====== Excerpted text
# Rotten Tomatoes Review Analysis

In this analysis, we will use Naive Bayes as classifier to categorize Rotten Tomatoes reviews into rotten and fresh ones. We'll find the top 10 words that predict the fresh or rotten reviews. At the end, we'll add smoothing parameter to improve the accuracy of our model.

In [1]:
import numpy as np
import pandas as pd
import math
import warnings
from sklearn.metrics import confusion_matrix
np.seterr(divide = 'ignore') 
warnings.filterwarnings('ignore')

## 1 Explore and clean the data
First, we load the data, understand the structure and variables, summarize it, and perform data wrangling. We will mainly focus on two variables, `fresh` and `quote`, throughout the analysis.

In [2]:
data = pd.read_csv('rotten-tomatoes.csv.bz2')

In [3]:
data.sample(10)
============
====== Input
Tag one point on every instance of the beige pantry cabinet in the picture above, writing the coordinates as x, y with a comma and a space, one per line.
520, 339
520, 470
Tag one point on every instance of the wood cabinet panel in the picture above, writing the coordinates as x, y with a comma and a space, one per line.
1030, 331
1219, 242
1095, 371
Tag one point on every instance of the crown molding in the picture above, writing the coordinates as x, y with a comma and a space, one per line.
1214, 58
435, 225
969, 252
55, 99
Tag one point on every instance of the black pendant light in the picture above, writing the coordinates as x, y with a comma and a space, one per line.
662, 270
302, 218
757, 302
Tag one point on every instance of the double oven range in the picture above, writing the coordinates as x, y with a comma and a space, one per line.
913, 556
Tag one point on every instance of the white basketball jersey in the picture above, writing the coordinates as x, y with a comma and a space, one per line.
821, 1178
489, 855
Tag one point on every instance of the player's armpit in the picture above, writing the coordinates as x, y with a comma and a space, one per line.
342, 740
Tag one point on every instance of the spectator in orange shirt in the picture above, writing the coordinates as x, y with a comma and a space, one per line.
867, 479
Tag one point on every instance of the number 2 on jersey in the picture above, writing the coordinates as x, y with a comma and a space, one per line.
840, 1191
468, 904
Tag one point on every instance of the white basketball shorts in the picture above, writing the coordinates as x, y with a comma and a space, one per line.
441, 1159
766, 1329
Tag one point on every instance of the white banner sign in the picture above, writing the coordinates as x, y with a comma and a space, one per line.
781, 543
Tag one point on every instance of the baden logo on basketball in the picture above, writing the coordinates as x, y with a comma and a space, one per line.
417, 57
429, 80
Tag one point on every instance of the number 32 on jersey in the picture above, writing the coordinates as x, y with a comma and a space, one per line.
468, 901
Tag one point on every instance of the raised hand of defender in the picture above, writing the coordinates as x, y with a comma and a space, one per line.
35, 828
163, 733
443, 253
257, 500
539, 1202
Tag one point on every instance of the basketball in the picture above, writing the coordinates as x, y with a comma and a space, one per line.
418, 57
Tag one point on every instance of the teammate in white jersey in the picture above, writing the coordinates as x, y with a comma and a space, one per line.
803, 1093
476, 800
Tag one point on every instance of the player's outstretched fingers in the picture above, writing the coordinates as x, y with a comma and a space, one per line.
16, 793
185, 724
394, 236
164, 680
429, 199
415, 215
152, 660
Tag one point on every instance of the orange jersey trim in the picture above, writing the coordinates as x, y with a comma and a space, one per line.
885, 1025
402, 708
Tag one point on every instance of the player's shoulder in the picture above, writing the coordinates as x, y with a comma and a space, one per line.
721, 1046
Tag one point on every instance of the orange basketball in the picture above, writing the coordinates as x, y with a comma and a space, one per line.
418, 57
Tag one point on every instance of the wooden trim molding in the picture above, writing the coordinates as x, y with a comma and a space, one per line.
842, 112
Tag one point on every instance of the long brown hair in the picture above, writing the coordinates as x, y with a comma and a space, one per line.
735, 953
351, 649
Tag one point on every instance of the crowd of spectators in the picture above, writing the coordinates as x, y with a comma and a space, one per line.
============
Problem A >>
Repeat the part of the Rotten Tomatoes analysis that begins at the words "## 1 Explore" and stops after the words "data.sample(10)".
Problem B >>
Gather every line of the entries that holds the word "molding", matching its case.

Exercise solution A >>
## 1 Explore and clean the data
First, we load the data, understand the structure and variables, summarize it, and perform data wrangling. We will mainly focus on two variables, `fresh` and `quote`, throughout the analysis.

In [2]:
data = pd.read_csv('rotten-tomatoes.csv.bz2')

In [3]:
data.sample(10)

Exercise solution B >>
Tag one point on every instance of the crown molding in the picture above, writing the coordinates as x, y with a comma and a space, one per line.
Tag one point on every instance of the wooden trim molding in the picture above, writing the coordinates as x, y with a comma and a space, one per line.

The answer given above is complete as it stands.